Tekst źródłowy »
^^^^^^^^

Niestety jako pracownicy i przedstawiciele związku zawodowego zmuszeni jesteśmy przyznać biegłemu rację. Być może do tragedii, która wydarzyła się w magazynie Amazon, by nie doszło, gdyby spółka zaczęła w końcu poważnie traktować pracowników i głos strony społecznej. Ignorancję jaką wykazuje w stosunku do zdrowia pracowników obrazuje polityka dotycząca maseczek. Na początku pandemii ich zakładanie było zabronione ze względu na zakaz zakrywania twarzy. Oba związki zawodowe domagały się wtedy zniesienia zakazu i umożliwienie ich noszenia na zasadzie dobrowolności. Tak było przez jakiś czas. Ostatecznie spółka wprowadziła rygorystyczny obowiązek zakrywania nosa i ust. Jednocześnie spośród szeregowych pracowników, niespecjalizujących się w przepisach BHP, rekrutowano dodatkowe służby porządkowe dyscyplinujące innych i spisujące dane tych, którzy np. chwilowo spuścili maskę z nosa. Mimo, iż rozporządzenie Rady Ministrów przewidziało wyjątki od noszenia maski i nie wprowadziło obowiązku noszenia ich we wszystkich zakładach pracy, Amazon tych wyjątków nie przewidział. Obowiązek dotyczył wszystkich, bez względu na stan zdrowia. Takie sztywne podejście mieliśmy na myśli skandując na protestach hasło „nie jesteśmy robotami”. Spółka automatyzuje nasze ruchy, organizuje naszą pracę w sposób jak najbardziej rutynowy i monotonny, kontroluje i oblicza wszystkie nasze czynności, ustala z góry tempo pracy, nie uwzględnia tego, że pracownicy są w różnych stanie zdrowia, w różnym wieku, mają różną płeć, inne potrzeby i zmienia się ich kondycja psycho-fizyczna.

Co ważniejsze, zmieniając organizację pracy zignorował przeprowadzenie koniecznych badań wydatku energetycznego oraz zagrożeń na stanowisku pracy. Już wcześniej badania wydatków energetycznych przeprowadzone na wniosek związków przez PIP wykazały na kilku działach znaczne przekroczenia wydatków. Spółka jawnie ignoruje fakt, że stanowi to realne zagrożenie życia pracowników i ewidentnie stara się unikać wykonywania tego typu pomiarów. Złamano też zapisy Kodeksu pracy wprowadzając, na radykalnych zasadach, nowe środki ochrony osobistej bez żadnego uzgodnienia ze stroną społeczną. Amazon nie uważa związków zawodowych za partnerów w podejmowaniu decyzji. Niedawno spółka została ukarana przez Sądy we Francji za brak konsultacji z przedstawicielami pracowników w zakresie bezpieczeństwa w miejscu pracy. Jest to powszechna praktyka stosowana przez firmę w magazynach. Żądamy, aby firma poważnie traktowała przedstawicieli pracowników, zwłaszcza jeśli chodzi o konsultowanie zmian w organizacji pracy i ocenę ryzyka, które jest nieodłącznie związane z tymi zmianami.

^^^^^^^^

Fragmenty zbioru danych »
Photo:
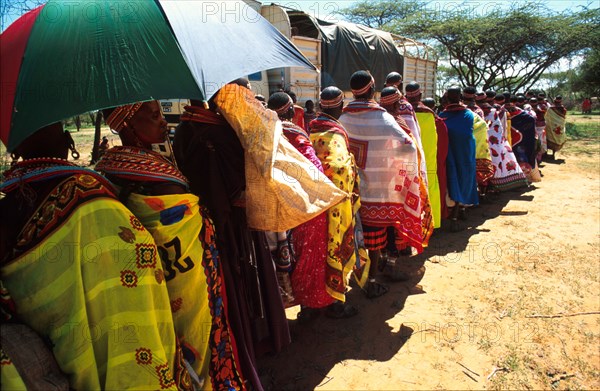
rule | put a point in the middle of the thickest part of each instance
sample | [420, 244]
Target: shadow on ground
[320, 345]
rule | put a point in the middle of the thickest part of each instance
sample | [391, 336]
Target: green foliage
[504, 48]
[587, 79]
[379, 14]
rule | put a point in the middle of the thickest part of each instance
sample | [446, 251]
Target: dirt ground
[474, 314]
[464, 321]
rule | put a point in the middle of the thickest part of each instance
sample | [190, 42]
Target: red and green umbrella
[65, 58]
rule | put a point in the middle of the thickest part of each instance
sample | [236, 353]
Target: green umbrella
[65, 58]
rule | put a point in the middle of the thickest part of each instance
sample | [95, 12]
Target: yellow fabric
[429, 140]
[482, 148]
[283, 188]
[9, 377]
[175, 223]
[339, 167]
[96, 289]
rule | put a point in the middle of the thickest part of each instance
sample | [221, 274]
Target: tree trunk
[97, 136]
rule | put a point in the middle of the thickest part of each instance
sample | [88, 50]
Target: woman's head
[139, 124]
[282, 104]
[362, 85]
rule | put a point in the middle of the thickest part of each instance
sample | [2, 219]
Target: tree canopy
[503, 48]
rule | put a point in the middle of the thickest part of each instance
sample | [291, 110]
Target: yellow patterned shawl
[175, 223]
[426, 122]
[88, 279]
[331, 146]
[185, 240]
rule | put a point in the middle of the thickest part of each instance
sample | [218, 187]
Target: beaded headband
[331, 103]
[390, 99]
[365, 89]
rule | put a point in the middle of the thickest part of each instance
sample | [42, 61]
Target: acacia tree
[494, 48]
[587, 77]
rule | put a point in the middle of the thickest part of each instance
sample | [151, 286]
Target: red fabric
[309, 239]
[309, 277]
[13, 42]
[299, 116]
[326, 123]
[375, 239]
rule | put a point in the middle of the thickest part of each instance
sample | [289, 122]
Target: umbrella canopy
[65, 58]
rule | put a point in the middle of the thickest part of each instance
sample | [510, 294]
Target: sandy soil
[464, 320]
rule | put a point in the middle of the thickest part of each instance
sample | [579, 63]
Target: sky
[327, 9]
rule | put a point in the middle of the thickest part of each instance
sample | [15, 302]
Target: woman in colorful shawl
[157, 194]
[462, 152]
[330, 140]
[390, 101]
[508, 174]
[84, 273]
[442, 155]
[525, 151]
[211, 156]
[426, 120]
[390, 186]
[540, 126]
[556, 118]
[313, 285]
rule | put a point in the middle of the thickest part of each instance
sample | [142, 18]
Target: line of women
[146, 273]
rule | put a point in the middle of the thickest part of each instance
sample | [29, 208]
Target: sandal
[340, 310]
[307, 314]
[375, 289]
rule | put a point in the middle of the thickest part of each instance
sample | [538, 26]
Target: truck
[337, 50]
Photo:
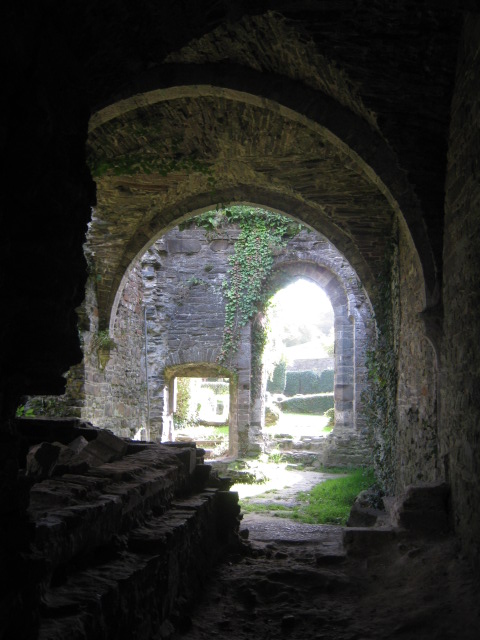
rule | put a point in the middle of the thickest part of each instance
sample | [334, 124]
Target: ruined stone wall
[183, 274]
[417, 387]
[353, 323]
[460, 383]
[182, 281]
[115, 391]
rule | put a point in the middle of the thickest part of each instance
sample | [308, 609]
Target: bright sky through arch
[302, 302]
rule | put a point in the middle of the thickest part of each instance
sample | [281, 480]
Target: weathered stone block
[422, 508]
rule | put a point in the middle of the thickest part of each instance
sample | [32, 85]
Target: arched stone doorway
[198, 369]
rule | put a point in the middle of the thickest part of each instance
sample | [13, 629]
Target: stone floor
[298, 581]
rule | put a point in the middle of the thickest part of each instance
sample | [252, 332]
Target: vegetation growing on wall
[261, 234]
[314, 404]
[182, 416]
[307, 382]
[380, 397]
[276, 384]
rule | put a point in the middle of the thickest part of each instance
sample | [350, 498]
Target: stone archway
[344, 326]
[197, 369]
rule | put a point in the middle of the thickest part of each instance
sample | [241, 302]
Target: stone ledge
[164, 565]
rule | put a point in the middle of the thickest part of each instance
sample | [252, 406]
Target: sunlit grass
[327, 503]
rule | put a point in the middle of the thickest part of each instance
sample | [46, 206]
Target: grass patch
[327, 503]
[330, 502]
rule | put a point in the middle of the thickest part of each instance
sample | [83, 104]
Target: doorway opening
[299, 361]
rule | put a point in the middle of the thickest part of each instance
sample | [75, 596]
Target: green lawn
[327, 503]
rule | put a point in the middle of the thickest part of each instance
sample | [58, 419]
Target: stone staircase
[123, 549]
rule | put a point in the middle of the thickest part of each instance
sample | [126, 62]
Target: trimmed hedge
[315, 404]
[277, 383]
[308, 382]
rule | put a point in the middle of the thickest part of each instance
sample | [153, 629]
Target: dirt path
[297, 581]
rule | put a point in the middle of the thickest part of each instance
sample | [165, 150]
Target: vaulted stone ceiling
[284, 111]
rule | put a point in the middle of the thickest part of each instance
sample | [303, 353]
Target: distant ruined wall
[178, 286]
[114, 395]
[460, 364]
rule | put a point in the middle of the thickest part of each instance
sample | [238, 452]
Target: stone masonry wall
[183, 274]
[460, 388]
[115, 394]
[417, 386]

^^^^^^^^

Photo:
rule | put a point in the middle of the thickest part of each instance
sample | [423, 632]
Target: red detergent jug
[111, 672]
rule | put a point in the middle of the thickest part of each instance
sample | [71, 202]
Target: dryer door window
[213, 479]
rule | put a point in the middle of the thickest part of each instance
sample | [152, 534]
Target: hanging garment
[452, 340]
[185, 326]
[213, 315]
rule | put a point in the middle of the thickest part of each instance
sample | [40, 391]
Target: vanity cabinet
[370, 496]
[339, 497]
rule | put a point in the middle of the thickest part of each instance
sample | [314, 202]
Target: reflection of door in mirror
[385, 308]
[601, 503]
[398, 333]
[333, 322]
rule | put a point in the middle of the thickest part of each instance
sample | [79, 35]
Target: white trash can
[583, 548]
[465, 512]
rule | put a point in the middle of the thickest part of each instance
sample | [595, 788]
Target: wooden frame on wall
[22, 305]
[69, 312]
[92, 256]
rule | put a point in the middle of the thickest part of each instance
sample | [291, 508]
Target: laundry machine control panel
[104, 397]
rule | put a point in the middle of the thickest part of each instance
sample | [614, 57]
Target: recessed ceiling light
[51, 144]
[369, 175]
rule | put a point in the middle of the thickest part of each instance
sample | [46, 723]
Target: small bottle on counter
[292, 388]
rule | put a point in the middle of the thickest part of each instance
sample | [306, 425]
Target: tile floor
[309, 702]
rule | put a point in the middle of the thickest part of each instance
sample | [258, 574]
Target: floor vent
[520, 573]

^^^^^^^^

Pytania do materiału »
1: Proszę przetłumaczyć na angielski zdanie z tekstu o warunkach pracy w magazynach Amazon: „Amazon nie uważa związków zawodowych za partnerów w podejmowaniu decyzji”.
2: Dopisz dalszy ciąg tekstu o warunkach pracy w magazynach Amazon, zaczynając od miejsca, w którym się kończy.

Odpowiedzi »
1: Amazon does not regard trade unions as partners in decision-making.

2:
Obawiamy się, że ze względu na aktualne regulacje dotyczące wypadków przy pracy, sytuacja z poznańskiego magazynu nie zostanie uznana za wypadek i łatwo będzie zamieść ją pod dywan. My – pracownicy magazynów Amazon – doskonale jednak wiemy, jak czujemy się po każdej zmianie i jak bardzo organizacja pracy w Amazon wpływa na nasze życie i niszczy nasze zdrowie. Nie zaprzestaniemy w walce o obronę naszych interesów i poprawę warunków pracy. Wzywamy wszystkich pracowników polskich magazynów Amazon do czynnego udziału w związkach zawodowych, wspierania działań związków oraz przeciwstawienia się praktykom spółki, która uderza w nasze i naszą godność. Tylko masowa mobilizacja poprawi jakość naszych warunków pracy, a co za tym idzie życia. Wspólnie musimy wziąć odpowiedzialność za środowisko pracy, w jakim przebywamy ponad 40 godzin tygodniowo i przeforsować zmiany, które zagwarantują nam odpowiedni poziom bezpieczeństwa i higieny. Amazon stara się wyznaczać standardy pracy i globalnie rozwijać swój monopol, a narzucenie nam dyscypliny jest kluczowym elementem tej strategii. To nie jest równa walka, jednak w zmaganiach z gigantem nie jesteśmy sami.

Działając w obronie naszych interesów współpracujemy z pracownikami innych krajów, dzięki czemu jesteśmy coraz silniejsi. 30 kwietnia razem z naszymi kolegami i koleżankami z Niemiec, Francji, Hiszpanii, USA, Słowacji wysłaliśmy list do Jeffa Bezosa domagając się, aby spółka organizowała pracę w sposób umożliwiający pracownikom dbanie o własne przez cały rok, a nie tylko w czasie pandemii i zmieniła na stałe politykę dotyczącą norm i przerw. Amazon, który niezwykle wzbogacił się w czasie epidemii, musi w końcu uznać zdrowie swoich pracowników oraz zdrowie publiczne za priorytet, a nie pusty slogan.

Komisja Zakładowa przy Amazon Fullfilment Poland Sp. z o.o.